◆ TASK: Show all lines from the data that include the word "metal".

(Point-per-instance localization data)
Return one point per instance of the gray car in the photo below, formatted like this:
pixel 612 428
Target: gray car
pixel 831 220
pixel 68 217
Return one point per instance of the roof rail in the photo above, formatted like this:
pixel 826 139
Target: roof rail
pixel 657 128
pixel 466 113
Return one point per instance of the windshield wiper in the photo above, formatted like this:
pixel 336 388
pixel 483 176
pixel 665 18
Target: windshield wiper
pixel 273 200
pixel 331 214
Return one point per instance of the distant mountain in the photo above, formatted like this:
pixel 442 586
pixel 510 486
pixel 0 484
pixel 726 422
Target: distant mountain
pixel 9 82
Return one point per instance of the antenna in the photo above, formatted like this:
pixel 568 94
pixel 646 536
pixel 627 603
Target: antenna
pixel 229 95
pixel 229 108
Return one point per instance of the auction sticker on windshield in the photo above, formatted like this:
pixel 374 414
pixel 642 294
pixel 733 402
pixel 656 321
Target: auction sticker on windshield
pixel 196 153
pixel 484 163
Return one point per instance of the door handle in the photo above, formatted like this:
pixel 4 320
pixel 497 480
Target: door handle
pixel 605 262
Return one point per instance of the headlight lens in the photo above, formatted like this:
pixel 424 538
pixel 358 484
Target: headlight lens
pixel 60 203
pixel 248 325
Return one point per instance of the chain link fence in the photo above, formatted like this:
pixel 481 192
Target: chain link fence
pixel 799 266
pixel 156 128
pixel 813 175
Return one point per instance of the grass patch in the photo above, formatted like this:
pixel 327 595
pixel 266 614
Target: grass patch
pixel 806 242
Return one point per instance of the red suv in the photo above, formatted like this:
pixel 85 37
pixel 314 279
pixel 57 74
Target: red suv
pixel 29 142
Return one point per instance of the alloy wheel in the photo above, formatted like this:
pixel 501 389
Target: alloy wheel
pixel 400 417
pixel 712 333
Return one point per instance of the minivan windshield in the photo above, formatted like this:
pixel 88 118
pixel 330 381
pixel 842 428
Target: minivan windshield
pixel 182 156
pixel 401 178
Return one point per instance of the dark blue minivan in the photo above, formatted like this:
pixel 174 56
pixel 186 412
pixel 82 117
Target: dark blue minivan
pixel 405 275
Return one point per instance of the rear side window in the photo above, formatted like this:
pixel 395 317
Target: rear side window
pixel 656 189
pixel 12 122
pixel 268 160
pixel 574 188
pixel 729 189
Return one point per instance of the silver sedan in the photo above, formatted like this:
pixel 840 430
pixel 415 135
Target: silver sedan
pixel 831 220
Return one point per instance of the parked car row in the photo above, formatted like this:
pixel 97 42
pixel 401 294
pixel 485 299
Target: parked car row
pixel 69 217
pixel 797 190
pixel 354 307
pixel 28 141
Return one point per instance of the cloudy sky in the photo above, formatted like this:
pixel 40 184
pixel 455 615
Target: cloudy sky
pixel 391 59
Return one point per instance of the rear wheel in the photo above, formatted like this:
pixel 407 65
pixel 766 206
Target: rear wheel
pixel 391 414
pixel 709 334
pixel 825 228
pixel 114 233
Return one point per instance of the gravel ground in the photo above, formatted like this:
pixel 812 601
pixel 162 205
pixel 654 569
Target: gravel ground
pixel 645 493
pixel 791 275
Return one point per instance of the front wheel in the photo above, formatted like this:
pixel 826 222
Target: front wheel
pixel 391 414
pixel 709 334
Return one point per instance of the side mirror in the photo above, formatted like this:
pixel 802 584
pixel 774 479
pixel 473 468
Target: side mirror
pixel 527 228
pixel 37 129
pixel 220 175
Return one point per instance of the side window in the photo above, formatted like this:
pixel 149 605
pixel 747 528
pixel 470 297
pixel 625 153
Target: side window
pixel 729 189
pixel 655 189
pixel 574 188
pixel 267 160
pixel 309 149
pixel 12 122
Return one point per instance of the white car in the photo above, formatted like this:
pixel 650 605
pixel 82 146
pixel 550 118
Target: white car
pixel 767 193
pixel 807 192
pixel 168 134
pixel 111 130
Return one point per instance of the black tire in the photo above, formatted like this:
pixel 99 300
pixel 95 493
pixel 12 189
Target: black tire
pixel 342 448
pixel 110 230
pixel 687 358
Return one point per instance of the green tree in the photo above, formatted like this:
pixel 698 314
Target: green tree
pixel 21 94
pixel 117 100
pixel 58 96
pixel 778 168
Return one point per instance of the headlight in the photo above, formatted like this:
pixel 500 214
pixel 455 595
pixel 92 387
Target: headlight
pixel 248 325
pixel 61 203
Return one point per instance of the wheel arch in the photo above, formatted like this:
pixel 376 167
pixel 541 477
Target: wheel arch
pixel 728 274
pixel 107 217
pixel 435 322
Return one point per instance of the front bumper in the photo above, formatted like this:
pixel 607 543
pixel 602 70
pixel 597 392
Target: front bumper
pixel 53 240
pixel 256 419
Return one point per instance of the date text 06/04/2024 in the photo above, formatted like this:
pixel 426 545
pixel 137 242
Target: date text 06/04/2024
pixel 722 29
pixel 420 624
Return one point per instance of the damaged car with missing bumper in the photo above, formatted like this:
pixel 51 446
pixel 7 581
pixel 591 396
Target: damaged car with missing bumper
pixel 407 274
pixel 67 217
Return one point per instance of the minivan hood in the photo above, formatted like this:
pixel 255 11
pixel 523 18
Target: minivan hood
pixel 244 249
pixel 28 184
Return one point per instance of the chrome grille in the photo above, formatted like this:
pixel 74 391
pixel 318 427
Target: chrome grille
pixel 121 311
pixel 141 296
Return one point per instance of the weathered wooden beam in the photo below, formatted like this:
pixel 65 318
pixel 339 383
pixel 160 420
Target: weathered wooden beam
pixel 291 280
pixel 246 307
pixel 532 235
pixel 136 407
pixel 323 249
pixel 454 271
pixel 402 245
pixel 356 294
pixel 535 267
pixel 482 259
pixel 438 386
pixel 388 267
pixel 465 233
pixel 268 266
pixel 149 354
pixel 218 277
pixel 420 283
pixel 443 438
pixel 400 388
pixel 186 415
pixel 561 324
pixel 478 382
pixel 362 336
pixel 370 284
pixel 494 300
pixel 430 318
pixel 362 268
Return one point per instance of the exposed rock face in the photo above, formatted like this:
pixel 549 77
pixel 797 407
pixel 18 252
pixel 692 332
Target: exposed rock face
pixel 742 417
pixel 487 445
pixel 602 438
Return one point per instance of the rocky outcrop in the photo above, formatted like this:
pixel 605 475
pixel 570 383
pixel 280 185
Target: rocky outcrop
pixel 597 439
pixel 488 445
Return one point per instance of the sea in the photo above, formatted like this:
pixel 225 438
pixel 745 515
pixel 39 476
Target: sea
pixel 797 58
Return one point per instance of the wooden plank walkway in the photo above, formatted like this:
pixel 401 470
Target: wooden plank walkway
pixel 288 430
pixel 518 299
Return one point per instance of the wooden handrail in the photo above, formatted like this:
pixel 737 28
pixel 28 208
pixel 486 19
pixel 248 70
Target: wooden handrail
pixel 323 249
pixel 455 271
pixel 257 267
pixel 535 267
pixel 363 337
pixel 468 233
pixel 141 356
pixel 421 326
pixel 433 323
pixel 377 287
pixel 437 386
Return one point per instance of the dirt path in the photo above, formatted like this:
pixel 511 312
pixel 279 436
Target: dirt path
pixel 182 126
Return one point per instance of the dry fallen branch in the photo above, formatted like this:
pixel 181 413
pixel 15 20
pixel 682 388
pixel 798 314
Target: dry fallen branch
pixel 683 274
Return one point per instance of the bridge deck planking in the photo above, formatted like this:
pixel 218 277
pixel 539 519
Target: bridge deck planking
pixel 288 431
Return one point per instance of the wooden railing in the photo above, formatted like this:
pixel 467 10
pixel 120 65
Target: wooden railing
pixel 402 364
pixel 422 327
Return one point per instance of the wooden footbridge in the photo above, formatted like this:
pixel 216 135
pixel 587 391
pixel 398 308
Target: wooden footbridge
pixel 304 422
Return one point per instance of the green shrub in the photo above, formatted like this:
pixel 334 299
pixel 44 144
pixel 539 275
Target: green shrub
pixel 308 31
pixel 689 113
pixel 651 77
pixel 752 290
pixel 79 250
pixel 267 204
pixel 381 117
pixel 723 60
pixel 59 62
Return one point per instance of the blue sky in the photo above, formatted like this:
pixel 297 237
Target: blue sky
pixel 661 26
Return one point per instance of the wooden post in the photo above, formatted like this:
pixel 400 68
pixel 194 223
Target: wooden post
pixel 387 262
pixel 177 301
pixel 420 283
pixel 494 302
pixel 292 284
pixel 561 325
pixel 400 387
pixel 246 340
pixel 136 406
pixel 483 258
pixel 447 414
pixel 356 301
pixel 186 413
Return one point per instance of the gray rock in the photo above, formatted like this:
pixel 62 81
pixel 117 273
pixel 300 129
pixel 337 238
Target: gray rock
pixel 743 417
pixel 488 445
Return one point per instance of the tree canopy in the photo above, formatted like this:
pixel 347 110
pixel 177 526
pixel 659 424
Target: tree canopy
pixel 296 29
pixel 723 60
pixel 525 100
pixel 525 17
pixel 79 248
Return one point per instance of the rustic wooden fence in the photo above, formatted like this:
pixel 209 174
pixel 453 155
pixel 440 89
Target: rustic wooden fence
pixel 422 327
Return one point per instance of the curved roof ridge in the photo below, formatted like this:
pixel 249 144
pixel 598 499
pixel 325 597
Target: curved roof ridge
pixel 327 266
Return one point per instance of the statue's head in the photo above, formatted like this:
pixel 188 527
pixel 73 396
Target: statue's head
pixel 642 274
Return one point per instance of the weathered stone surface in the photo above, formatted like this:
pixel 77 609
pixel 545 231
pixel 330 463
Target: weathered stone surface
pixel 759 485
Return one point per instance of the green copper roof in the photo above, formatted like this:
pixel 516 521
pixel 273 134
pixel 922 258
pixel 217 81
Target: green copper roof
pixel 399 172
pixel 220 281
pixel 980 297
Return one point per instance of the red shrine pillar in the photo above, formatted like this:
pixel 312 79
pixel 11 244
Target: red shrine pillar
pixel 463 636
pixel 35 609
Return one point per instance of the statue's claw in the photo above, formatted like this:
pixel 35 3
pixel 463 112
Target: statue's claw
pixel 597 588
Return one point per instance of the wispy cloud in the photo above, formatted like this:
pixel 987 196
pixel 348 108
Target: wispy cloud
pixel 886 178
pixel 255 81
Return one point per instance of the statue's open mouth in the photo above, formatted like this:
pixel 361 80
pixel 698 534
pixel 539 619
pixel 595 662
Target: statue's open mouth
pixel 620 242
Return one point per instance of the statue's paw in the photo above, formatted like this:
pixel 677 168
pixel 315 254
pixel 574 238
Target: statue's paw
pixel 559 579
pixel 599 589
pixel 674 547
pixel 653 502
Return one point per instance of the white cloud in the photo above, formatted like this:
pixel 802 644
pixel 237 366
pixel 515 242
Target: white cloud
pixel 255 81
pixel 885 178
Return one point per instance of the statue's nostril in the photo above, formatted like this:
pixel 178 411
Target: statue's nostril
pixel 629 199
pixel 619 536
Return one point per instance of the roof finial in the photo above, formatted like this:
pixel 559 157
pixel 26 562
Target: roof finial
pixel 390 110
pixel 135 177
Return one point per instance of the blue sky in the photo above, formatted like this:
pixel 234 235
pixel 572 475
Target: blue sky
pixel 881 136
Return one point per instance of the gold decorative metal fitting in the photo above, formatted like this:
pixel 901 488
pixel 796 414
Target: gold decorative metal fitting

◆ REPLY:
Return one point per instance of the gold decorative metal fitting in the photo above, formatted like this:
Target: gold decorative metal fitting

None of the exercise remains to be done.